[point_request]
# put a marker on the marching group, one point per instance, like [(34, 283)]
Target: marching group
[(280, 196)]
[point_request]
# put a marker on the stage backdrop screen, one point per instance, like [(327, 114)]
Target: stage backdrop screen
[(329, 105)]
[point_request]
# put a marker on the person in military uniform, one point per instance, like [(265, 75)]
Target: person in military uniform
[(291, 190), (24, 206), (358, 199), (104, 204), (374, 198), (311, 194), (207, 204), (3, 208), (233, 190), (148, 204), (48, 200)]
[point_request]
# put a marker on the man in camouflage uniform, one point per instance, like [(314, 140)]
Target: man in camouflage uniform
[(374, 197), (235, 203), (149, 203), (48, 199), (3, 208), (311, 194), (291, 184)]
--
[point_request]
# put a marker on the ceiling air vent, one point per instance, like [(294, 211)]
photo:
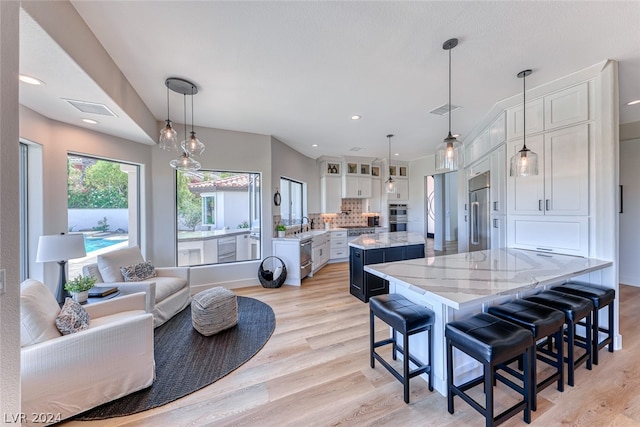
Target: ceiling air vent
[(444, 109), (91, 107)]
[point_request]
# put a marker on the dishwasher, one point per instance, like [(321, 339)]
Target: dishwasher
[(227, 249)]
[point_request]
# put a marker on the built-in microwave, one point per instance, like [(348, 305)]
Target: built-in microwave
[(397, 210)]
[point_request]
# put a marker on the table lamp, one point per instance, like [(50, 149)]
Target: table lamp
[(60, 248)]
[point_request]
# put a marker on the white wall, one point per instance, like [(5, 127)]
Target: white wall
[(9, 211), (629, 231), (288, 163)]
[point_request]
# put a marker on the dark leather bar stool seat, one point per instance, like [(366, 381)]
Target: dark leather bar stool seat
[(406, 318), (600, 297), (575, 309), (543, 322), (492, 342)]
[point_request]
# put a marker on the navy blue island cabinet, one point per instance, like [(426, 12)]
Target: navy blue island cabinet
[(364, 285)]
--
Lines with "like": state how many there are in the records, and nothing more.

11